# Written exercise
Filter the entries below and copy out every line containing the string "light". Treat the match as case-sensitive.

# Task input
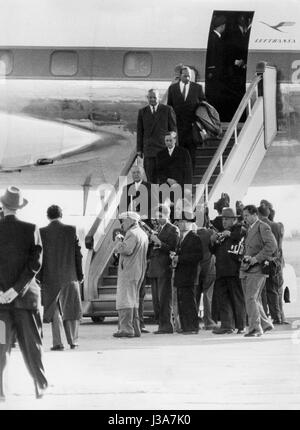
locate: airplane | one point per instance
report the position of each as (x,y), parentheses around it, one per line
(73,75)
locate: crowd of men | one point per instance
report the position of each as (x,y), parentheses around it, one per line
(234,260)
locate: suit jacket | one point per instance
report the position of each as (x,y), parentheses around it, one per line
(214,59)
(178,166)
(132,267)
(20,261)
(160,261)
(61,270)
(260,243)
(189,254)
(142,201)
(151,129)
(185,109)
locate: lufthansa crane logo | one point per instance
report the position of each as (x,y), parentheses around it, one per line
(281,24)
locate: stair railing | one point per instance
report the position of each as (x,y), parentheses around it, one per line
(254,91)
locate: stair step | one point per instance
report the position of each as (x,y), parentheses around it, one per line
(112,270)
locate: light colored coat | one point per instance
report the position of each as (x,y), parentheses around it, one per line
(259,243)
(132,267)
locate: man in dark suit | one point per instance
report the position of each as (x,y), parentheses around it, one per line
(185,96)
(20,260)
(260,245)
(271,291)
(60,276)
(215,70)
(160,271)
(153,122)
(189,254)
(228,289)
(140,197)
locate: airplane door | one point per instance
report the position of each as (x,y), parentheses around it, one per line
(226,60)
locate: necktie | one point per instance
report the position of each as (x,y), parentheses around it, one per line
(184,92)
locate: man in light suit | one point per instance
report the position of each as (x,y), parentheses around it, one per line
(60,276)
(131,271)
(260,245)
(184,97)
(160,271)
(189,254)
(20,260)
(153,122)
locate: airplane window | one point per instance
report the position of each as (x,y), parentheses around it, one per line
(137,64)
(64,63)
(6,62)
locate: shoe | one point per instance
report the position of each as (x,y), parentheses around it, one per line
(39,391)
(74,345)
(253,333)
(221,330)
(211,327)
(268,328)
(57,348)
(163,332)
(120,334)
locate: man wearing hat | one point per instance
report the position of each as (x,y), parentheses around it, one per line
(228,290)
(131,271)
(189,253)
(214,74)
(20,260)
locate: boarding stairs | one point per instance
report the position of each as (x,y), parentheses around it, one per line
(225,164)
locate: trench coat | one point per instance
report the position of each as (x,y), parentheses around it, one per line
(61,271)
(132,267)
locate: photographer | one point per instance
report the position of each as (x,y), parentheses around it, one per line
(228,291)
(260,245)
(160,271)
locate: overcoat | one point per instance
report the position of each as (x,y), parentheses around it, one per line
(132,267)
(61,271)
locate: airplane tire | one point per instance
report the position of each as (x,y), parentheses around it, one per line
(98,320)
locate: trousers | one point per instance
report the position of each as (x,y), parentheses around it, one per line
(129,321)
(71,328)
(26,325)
(252,286)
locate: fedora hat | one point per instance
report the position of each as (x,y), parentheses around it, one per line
(131,215)
(219,20)
(13,199)
(228,213)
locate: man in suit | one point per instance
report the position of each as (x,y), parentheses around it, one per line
(153,122)
(228,289)
(20,261)
(214,74)
(260,245)
(60,276)
(189,253)
(184,97)
(131,271)
(174,171)
(270,294)
(140,197)
(207,277)
(160,271)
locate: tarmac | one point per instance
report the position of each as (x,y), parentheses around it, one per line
(165,372)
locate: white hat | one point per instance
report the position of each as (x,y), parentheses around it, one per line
(12,199)
(131,215)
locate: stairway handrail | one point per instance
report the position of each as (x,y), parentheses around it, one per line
(227,137)
(100,217)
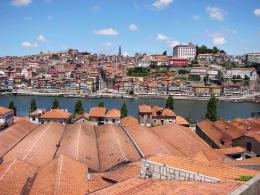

# Output of the task
locate: light colored coat | one point per instance
locate: man in light suit | one point per instance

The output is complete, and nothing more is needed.